### [EXERCISE PROMPT]
Every line in the listing is to be echoed verbatim.

■ ■ ■ ■ ■ ■ ■

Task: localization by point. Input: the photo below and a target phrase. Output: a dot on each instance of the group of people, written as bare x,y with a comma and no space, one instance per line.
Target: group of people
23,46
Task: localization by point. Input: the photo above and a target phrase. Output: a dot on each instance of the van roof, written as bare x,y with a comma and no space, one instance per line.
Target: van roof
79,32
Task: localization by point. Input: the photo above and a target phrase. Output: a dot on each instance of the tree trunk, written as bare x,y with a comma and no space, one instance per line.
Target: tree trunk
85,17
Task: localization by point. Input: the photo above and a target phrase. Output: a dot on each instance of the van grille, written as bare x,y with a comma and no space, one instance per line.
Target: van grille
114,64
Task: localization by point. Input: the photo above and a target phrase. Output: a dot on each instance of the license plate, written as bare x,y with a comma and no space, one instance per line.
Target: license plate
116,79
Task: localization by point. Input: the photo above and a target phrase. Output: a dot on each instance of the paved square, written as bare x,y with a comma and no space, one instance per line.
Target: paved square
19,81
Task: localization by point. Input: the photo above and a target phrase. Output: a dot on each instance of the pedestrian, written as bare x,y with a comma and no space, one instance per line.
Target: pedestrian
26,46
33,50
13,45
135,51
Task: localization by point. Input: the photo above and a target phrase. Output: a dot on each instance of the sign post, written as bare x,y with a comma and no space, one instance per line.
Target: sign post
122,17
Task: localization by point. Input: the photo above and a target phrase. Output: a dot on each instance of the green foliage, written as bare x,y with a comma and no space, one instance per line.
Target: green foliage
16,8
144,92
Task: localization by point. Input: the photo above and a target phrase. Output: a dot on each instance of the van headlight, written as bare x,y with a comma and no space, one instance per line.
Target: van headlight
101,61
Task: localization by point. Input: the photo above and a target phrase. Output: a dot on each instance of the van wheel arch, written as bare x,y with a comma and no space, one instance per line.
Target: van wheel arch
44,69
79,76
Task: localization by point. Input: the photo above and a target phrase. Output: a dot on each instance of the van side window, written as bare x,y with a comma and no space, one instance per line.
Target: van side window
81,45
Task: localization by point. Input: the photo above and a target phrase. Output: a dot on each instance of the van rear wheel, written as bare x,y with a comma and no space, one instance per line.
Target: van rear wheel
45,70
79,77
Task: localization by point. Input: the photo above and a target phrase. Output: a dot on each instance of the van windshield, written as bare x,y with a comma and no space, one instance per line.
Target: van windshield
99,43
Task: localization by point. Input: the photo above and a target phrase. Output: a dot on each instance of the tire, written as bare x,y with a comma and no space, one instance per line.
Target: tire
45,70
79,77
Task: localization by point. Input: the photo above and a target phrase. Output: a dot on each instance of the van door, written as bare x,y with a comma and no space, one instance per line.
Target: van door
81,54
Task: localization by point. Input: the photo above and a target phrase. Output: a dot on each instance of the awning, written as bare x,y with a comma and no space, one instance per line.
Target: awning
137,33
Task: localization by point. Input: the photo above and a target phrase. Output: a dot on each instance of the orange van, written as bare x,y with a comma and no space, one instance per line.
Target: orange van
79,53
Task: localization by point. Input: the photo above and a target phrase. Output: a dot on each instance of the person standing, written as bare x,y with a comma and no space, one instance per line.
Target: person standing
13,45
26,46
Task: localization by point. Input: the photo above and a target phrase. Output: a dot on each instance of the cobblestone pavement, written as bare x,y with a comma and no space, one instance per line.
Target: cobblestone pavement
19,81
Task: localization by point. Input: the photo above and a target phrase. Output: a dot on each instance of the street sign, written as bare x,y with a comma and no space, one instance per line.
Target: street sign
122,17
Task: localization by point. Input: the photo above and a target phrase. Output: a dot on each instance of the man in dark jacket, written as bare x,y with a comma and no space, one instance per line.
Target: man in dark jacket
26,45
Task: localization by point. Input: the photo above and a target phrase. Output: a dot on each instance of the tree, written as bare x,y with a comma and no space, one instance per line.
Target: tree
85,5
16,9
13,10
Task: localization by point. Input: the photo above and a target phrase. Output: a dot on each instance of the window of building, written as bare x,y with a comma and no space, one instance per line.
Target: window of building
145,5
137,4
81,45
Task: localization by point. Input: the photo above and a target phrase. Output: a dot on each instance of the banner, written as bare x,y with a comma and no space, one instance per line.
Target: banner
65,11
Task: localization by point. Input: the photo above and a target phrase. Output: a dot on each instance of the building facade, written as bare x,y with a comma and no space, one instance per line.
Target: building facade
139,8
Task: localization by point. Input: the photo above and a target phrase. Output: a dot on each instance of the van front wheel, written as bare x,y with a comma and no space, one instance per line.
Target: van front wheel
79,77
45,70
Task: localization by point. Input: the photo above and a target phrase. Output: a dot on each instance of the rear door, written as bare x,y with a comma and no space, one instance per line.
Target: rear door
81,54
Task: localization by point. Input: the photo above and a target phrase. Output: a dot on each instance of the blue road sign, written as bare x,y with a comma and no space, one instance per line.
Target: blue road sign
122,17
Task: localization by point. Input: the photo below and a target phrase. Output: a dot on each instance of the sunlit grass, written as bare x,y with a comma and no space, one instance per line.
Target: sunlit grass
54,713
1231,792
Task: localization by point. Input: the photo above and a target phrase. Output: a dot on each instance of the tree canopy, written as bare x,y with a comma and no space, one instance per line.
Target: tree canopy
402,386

■ ■ ■ ■ ■ ■ ■

### [FULL ANSWER]
Task: localization by point. Input: the photo below and a target phrase. Output: a dot on each instance of the group of people, written as bare x,y with a comma and no space, one instance per line.
Target: group of people
23,46
Task: localization by point. Input: the photo above and a target phrase. Output: a dot on each instance of the van roof, written as bare x,y with a comma and no space, one instance per line.
Target: van roof
79,32
Task: localization by point. Input: the photo above and a target phrase. Output: a dot on each instance of the tree trunk, written as bare x,y with a comma and no space, one instance per line.
Target: tree trunk
85,17
Task: localization by point. Input: the photo above and a target phrase. Output: a dot on each instance of the van grille, written as bare x,y with a comma and no space, one instance per line.
Target: van grille
114,64
Task: localization by point. Input: the photo above and a target phrase. Output: a dot on each instance of the license plate, written as bare x,y with a comma and no space, one instance per line.
Target: license plate
116,79
Task: localization by point. Input: the photo above and a target phrase. Output: a dot on each instance of the paved square, written as bare x,y with a comma and no space, one instance per line.
Target: paved square
19,81
Task: localization by point. Input: the photo above and a target phrase. Output: a dot on each instance of the pedestrian, written as bare x,y with a comma and no space, one instance per line.
Target: pedestrian
26,46
33,50
13,45
135,51
Task: localization by point. Input: the photo above and a target phrase. Output: a dot on each instance of the sign post, written as bare x,y with a comma and no space, one instance per line.
Target: sign post
122,17
Task: localization by point. Input: the photo above and a target phrase. Output: a dot on each instance of the green foliage, written as bare x,y with a comma and no space, one instance per line.
Target: green foliage
16,8
144,92
Task: localization by point. Input: the photo above and a target phrase. Output: a dot on each instance of the van headlight, written as bare x,y with a comma and no space, one instance per line.
Target: van headlight
101,61
Task: localization by point. Input: the photo above and a target phrase. Output: a dot on each instance of the van wheel arch, written as bare x,y with a comma and no space, one instance per line.
Target: van wheel arch
44,69
79,76
Task: localization by point. Input: the photo above and a target phrase. Output: a dot on each instance of the van side window, written as bare x,y with a comma and no space, one instance per line.
Target: van side window
81,45
Task: localization by point. Input: the photo above and a target phrase. Output: a dot on each instance of the van rear wheel, written as bare x,y with a comma and no space, one instance per line.
Target: van rear wheel
45,70
79,77
Task: localization by point. Input: the photo above and a target phrase. Output: a dot on each instance of the van windshield, written as bare x,y with a comma and no space, one instance per line.
Target: van windshield
99,43
Task: localization by point. Input: the photo above and a target phrase. Output: a dot on each instance of the tire, written as bare x,y with a comma and no space, one instance per line.
Target: tire
45,70
79,77
Task: localization by point. Input: the photo above and a target phrase. Output: a dot on each instance of the van door, written as bare x,y with a comma and no space, one instance per line.
Target: van door
81,54
Task: localization by point. Input: the photo above and a target phrase. Output: a dot on each instance of the awning, written as bare x,y with a comma and no space, one instance per line.
Target: awning
137,33
Task: localization by point. Input: the photo above and a target phrase. Output: a dot on each instance of the orange van, written as bare x,y with a comma and no space, one instance per line.
Target: orange van
79,53
Task: localization by point. Input: the photo above and a target phrase. Output: a dot on each instance of the person standing, written as bare x,y with a comma and no space, one instance per line.
Target: person standing
13,45
26,46
Task: localization by point. Input: the photo above and a target phrase. Output: a dot on each instance of the cobblestone pavement, written as bare x,y with a comma and no space, one instance per line.
Target: cobblestone pavement
19,81
Task: localization by point. Input: the photo above and a target phrase. Output: a dot on each instance of the street sign, written as bare x,y with a comma and no space, one instance per line.
Target: street sign
122,17
Task: localization by point. Input: the photo above and a target phrase. Output: a dot on each instance of the man in dark jacket, written as bare x,y with a comma and no space, one instance per line.
Target: man in dark jacket
26,45
Task: localization by point. Input: the photo above and a target phrase. Output: a dot on each instance of the tree, written as bare x,y with a comma and no space, one instance per line.
Target: tree
85,5
16,9
13,10
Task: localization by point. Input: the photo above and a target phrase. Output: a dot on each instance of the window of building, written as bare x,y with a comma and no space, one instance per line.
Target: window of building
145,5
137,4
81,45
Task: localization by point. Input: the photo above and a target phrase. Output: a dot on each instance of the banner, written as bare x,y with a comma and no space, one instance per line.
Target: banner
65,11
Task: localization by point. Input: the photo above and a target phrase. Output: a dot on each instance of the building facade, written as bare x,y with a comma and no space, one instance per line.
Target: building facade
139,8
Task: localization by point. Input: the photo above and a target phrase. Output: a dot on each instance of the van front wheel, written as bare x,y with a comma and no space, one instance per line.
Target: van front wheel
79,77
45,70
Task: localization by point. Input: the photo above and a target phrase. Output: a dot on each instance of the rear door, written as bare x,y with a comma and no space, one instance per line.
Target: rear door
81,54
Task: localization by point. Input: the photo above and a target phrase. Output: a dot on each instance of the blue road sign, written as bare x,y with a comma and no space, one instance per line.
Target: blue road sign
122,17
Task: localization by point. Input: the photo below and a target phrase. Output: a dot on each instance of the sunlit grass, written as bare x,y with a comma and no space, one instance per line.
Target: sunlit grass
54,713
1231,792
Task: localization by point. Input: the photo above and a target phrase. Output: a dot on each instance of the tree canopy, written as bare x,y with a comma and no space, one instance per line.
Target: tree canopy
402,386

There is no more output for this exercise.